## OBJETIVO 1
Reescreve, por favor, em forma de lista o parágrafo do excerto que começa por "Estudou na Primária de Santa Luzia", mantendo os factos principais.

## EXCERTO APRESENTADO
========================

O caminho de António Xavier começou a escrever-se em Guimarães ainda antes deste ter nascido. O pai, António da Silva Xavier, e o seu irmão vieram de Leiria para Guimarães e por cá se estabeleceram, com o próprio negócio. Nasceu no centro da cidade e tem 13 irmãos, fruto dos dois matrimónios do pai, todos eles envolvidos na área social.

“A primeira memória da minha infância foi ter perdido a minha mãe aos sete anos”. Fruto da educação e das crenças que a mãe lhe transmitiu, lembra-se de tudo que está ligado à religião, pois ia à missa todos os dias. A primeira comunhão e a comunhão solene foram dois eventos marcantes na sua vida. “A igreja tinha uma força muito grande e os conselhos do padre no ato de confissão eram muito importantes”.

As brincadeiras eram uma constante, mesmo no centro da cidade. Onde hoje se passeia, com boas vestimentas, António Xavier jogava os mais variados jogos. “Brincava no Toural. Ao lado (rua Paio Galvão) havia um grande campo de futebol”. A bola era improvisada, mas o gosto por ela não. Brincava até anoitecer e só era preciso ter cuidado com os carros, que naquela altura não eram muitos: “só passava o carro do padre e de algumas ricas. Era fácil jogar futebol”.

Para além da bola, que começava ganhar um grande peso no país, António Xavier jogava ao botão, com botões roubados em casa, ao reino, uma espécie de golfe improvisado, e ao famoso peão.

Estudou na Primária de Santa Luzia e no Liceu Martins Sarmento, que na altura se localizava onde agora fica o edifício da Câmara Municipal. Sempre foi bom aluno, mas tinha um “calcanhar de aquiles”: o francês. “Atravessar a cidade para ir para o Liceu não era fácil. Havia muita competição e era difícil escapar a confusões”. Por ter chumbado a francês, aos 11 anos, foi trabalhar para a empresa do pai, a apanhar alfinetes de aço. “Andava de gatas o dia todo”, conta. Ao mesmo tempo estudava um curso de Comercial, à noite, na Escola Industrial. O objetivo do curso era simples: formar contabilistas, mas António Xavier aproveitou o conhecimento para outros caminhos.

========================

## OBJETIVO 2
Cita sem alterações todas as linhas de consulta abaixo, da primeira, sobre a orelha de elefante, à última, sobre o tronco caído, deixando as imagens fora da resposta.

========================

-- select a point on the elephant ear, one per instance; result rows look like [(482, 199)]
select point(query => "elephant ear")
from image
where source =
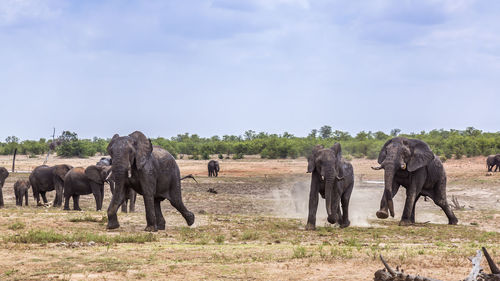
[(311, 159), (61, 171), (111, 142), (95, 174), (143, 148), (421, 155), (383, 152)]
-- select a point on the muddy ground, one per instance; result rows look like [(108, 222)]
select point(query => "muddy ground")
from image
[(252, 229)]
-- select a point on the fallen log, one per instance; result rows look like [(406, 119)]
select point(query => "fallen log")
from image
[(476, 274)]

========================

## RESPOSTA ESCRITA 1
- Estudou na Primária de Santa Luzia e no Liceu Martins Sarmento, que então ficava onde hoje está o edifício da Câmara Municipal.
- Sempre foi bom aluno, mas o francês era o seu ponto fraco.
- Atravessar a cidade para ir ao Liceu não era fácil: havia muita competição e era difícil escapar a confusões.
- Aos 11 anos, por ter chumbado a francês, foi trabalhar para a empresa do pai, a apanhar alfinetes de aço, andando de gatas o dia todo.
- Ao mesmo tempo, frequentava à noite um curso de Comercial na Escola Industrial, destinado a formar contabilistas, mas aproveitou esse conhecimento para outros caminhos.

## RESPOSTA ESCRITA 2
-- select a point on the elephant ear, one per instance; result rows look like [(482, 199)]
select point(query => "elephant ear")
from image
where source =
[(311, 159), (61, 171), (111, 142), (95, 174), (143, 148), (421, 155), (383, 152)]
-- select a point on the muddy ground, one per instance; result rows look like [(108, 222)]
select point(query => "muddy ground")
from image
[(252, 229)]
-- select a point on the fallen log, one per instance; result rows look like [(406, 119)]
select point(query => "fallen log")
from image
[(476, 274)]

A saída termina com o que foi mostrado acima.